Arrange all of the following rows as a numbered list, omitting any blank lines.

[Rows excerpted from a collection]

** Begin **

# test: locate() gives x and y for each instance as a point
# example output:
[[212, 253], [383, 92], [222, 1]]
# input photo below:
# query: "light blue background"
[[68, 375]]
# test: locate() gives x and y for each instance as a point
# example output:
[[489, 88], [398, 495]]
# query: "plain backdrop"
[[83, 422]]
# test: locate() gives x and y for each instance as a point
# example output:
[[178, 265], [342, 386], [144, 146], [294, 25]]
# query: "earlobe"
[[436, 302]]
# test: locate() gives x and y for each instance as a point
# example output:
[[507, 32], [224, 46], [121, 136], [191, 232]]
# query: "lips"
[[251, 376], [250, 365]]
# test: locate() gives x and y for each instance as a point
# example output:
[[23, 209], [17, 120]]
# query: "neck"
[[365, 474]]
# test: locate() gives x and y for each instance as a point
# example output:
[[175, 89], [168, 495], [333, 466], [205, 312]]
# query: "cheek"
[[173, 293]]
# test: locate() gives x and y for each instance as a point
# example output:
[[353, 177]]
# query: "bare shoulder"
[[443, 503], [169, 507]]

** End **

Solution:
1. # test: locate() gives x and y for each instance as a point
2. # example output:
3. [[212, 253], [383, 92], [222, 1]]
4. # input photo below:
5. # query: "light blue background"
6. [[68, 375]]
7. # test: locate() gives x and y for each instance as a point
8. # example output:
9. [[489, 88], [398, 495]]
10. # query: "plain backdrop"
11. [[83, 422]]
12. # test: locate() gives x and y for each instance as a point
13. # example output:
14. [[178, 265], [342, 386], [144, 146], [294, 25]]
15. # query: "earlobe"
16. [[436, 302]]
17. # test: locate() gives x and y for each instance as a point
18. # example output:
19. [[507, 32], [224, 46], [121, 136], [191, 232]]
20. # query: "lips"
21. [[251, 376], [250, 365]]
22. # test: locate() gives x and y for each instance as a point
23. # example output:
24. [[23, 209], [17, 120]]
25. # query: "neck"
26. [[365, 474]]
27. # test: locate() gives x and y for each instance as a point
28. # example output:
29. [[175, 89], [168, 495], [333, 466], [205, 312]]
30. # query: "cheek"
31. [[173, 293]]
32. # test: locate() gives x and y for each instance as a point
33. # example output:
34. [[353, 177]]
35. # query: "bare shoulder"
36. [[443, 503], [169, 507]]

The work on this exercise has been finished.